Given records:
==*==

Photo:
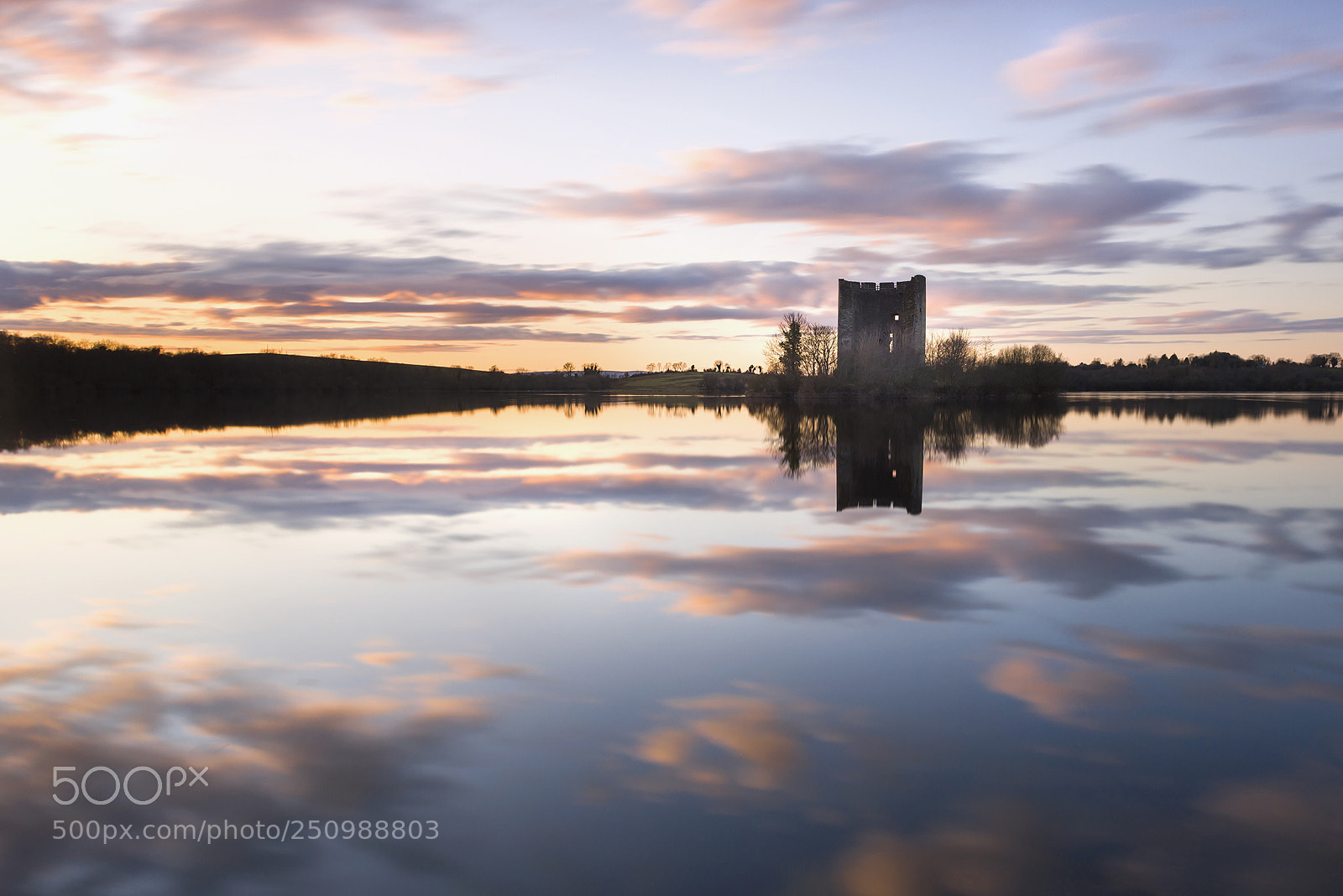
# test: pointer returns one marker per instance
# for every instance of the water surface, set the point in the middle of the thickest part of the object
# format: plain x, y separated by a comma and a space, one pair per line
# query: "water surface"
622, 649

==*==

Directive: Count the lines in the entries above that contain the string "instance". Reply with the number only.

Written reply: 2